┌─ Records
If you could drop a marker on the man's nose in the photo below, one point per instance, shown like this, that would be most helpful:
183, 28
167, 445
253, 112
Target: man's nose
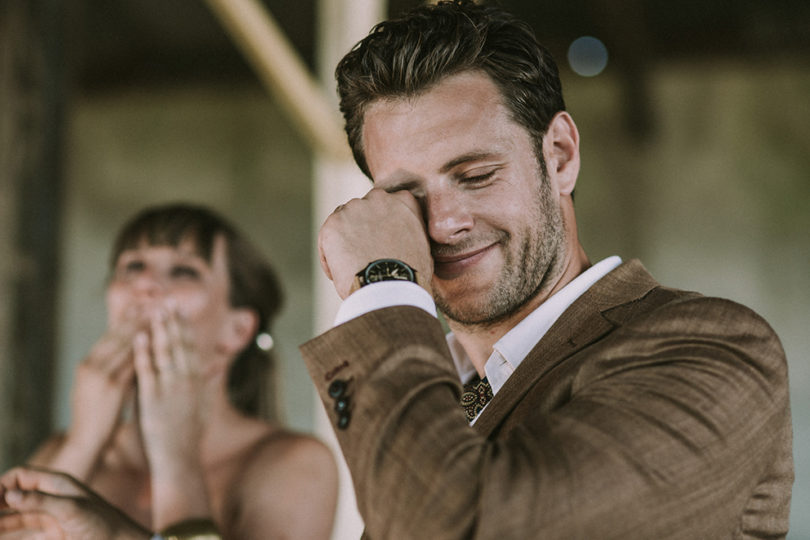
448, 217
└─
Can you write out the records again with "man's chin" in place of every "man's nose", leaving everything else the same and omitting the pictures?

▶ Task answer
If you could drop a marker on the man's chin in the photo below, one point per instance, shown like this, that would be most helpful:
183, 28
167, 445
253, 112
Target: man's chin
448, 217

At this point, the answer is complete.